§ **Task directions**
Answer these questions using the June gardening notes below.
(a) What tool should be used to cut back spent rose stems when dead-heading?
(b) How often should small sowings of lettuce be made this month?
(c) In what kind of weather should hoeing always be done?

** Begin Excerpt provided **

Many of these roses are the old-fashioned kinds like gallicas, damasks, centifolias, bourbons, albas and moss roses but I am increasingly planting English roses that are repeat flowering so the season extends beyond the glory days of June.

The secret of keeping any rose flowering as long as possible is to dead-head daily. Do not just pull off the spent petals but use secateurs and cut the spent stem right back to the next leaf or bud below it - however far down that is. This will provoke a side-shoot which in turn will carry more flowers.

Some roses, especially the species such as rosa rugosa or rosa moysii, have glorious hips in autumn and these will only develop if the flowers are allowed to set seed and fruit, so enjoy the flowers as long as they last and do not dead head so that they can develop into fruit.

BEES

Swarming bees are a sight that can be alarming at this time of year but in fact they are highly unlikely to attack or bother you at all. The queen will leave her hive looking for a new home, taking with her thousands of male worker bees. They will circle furiously making a sound like a hundred motor bikes before settling on a branch in a huge living cluster before heading off for an opening in a hollow trunk or a roof to establish the new colony.


WHAT TO DO IN THE GARDEN THIS MONTH:

GREENHOUSE / ALLOTMENT

The vegetable garden is coming out of the ‘Hungry Gap’ - that period between the last of the winter crops and the first of summer’s harvest but there is still time to start a vegetable garden from scratch although there should be some urgency to do so.

Tomato plants, courgettes, squashes, runner beans and sweetcorn can all be planted outside now the nights are warming up and aubergines, peppers, melons, cucumbers and more tomatoes grown in a greenhouse.

It is important to keep a succession of lettuce going this month making small sowings every two or three weeks to ensure a steady supply of fresh salad leaves.

Regularly pinch out side-shoots on tomatoes. It is best - and easiest - to do this first thing in the morning when the plant is turgid and they will snap off easily in your fingers.

June is a month when weeds really kick into action so all vegetable plots need regular weeding and nothing beats a hoe for this. The secret of effective hoing is to always do it in dry weather and preferably in the morning so that the weeds will cut cleanly from the soil and then dry out and die during the day. They can then be raked up in the afternoon and taken to the compost heap.

** End Excerpt provided **
** Begin Data listing **

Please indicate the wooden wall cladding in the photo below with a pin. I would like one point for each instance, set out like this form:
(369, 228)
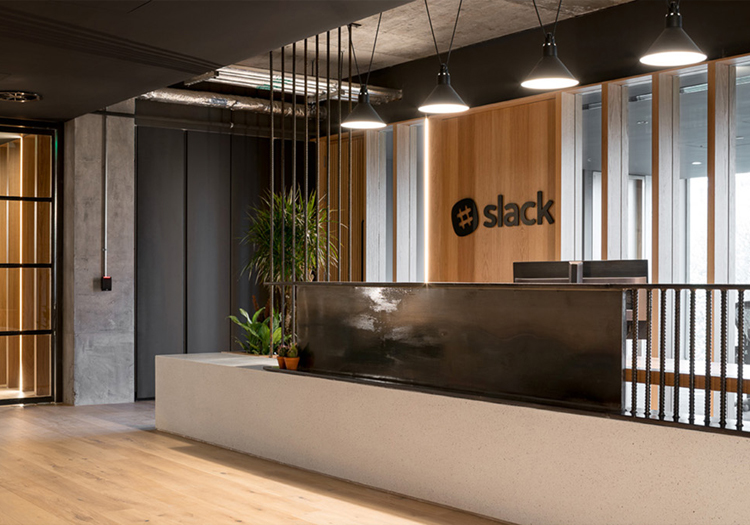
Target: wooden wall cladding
(340, 208)
(26, 237)
(507, 150)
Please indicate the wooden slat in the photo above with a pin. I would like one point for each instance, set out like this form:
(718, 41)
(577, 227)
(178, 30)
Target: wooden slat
(14, 361)
(28, 362)
(43, 365)
(339, 211)
(107, 465)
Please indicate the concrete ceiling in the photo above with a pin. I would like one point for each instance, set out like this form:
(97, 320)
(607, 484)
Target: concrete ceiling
(405, 31)
(82, 56)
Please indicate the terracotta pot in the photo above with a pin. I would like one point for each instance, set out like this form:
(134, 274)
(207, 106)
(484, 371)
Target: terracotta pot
(291, 362)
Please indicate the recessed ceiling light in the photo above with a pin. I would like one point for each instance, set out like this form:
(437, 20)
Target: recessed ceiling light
(19, 96)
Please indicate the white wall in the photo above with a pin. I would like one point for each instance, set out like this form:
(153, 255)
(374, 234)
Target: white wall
(523, 465)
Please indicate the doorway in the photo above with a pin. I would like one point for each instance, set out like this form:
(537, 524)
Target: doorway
(27, 212)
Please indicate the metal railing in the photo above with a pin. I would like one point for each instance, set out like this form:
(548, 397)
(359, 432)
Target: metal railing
(685, 357)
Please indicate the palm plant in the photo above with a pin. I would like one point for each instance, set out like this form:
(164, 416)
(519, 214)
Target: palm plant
(295, 220)
(302, 236)
(258, 333)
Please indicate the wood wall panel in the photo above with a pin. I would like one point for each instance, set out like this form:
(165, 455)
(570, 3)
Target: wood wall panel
(340, 211)
(504, 150)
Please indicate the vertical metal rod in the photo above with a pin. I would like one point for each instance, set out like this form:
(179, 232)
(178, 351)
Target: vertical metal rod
(105, 198)
(283, 194)
(677, 353)
(691, 409)
(634, 357)
(351, 175)
(649, 313)
(273, 189)
(307, 172)
(709, 336)
(662, 352)
(318, 262)
(328, 156)
(340, 148)
(740, 356)
(295, 195)
(723, 393)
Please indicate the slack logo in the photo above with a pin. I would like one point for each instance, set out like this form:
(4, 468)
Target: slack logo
(465, 215)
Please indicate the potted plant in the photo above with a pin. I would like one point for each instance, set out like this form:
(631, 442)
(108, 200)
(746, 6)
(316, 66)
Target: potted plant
(258, 331)
(281, 356)
(291, 356)
(302, 224)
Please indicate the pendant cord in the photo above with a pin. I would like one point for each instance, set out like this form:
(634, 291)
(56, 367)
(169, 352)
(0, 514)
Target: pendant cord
(354, 54)
(434, 39)
(557, 17)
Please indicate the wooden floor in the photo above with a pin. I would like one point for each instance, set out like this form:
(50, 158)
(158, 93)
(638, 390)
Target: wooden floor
(107, 464)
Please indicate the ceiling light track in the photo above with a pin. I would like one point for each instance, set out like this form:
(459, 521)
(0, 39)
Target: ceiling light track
(674, 47)
(258, 78)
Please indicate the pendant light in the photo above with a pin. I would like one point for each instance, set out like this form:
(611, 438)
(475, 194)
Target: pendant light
(364, 116)
(673, 47)
(549, 72)
(443, 98)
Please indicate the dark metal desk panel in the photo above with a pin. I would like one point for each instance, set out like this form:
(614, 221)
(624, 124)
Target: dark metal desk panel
(559, 345)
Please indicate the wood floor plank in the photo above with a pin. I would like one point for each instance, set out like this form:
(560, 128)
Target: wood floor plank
(108, 465)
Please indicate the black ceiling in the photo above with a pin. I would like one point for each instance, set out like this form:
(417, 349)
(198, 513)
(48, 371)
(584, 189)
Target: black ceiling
(84, 55)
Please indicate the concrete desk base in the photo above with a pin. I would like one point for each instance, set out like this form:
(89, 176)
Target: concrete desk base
(515, 463)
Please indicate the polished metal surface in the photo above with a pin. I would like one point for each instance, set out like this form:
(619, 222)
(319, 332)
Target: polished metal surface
(561, 346)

** End Data listing **

§ **Answer for the task**
(a) Secateurs
(b) Every two or three weeks
(c) Dry weather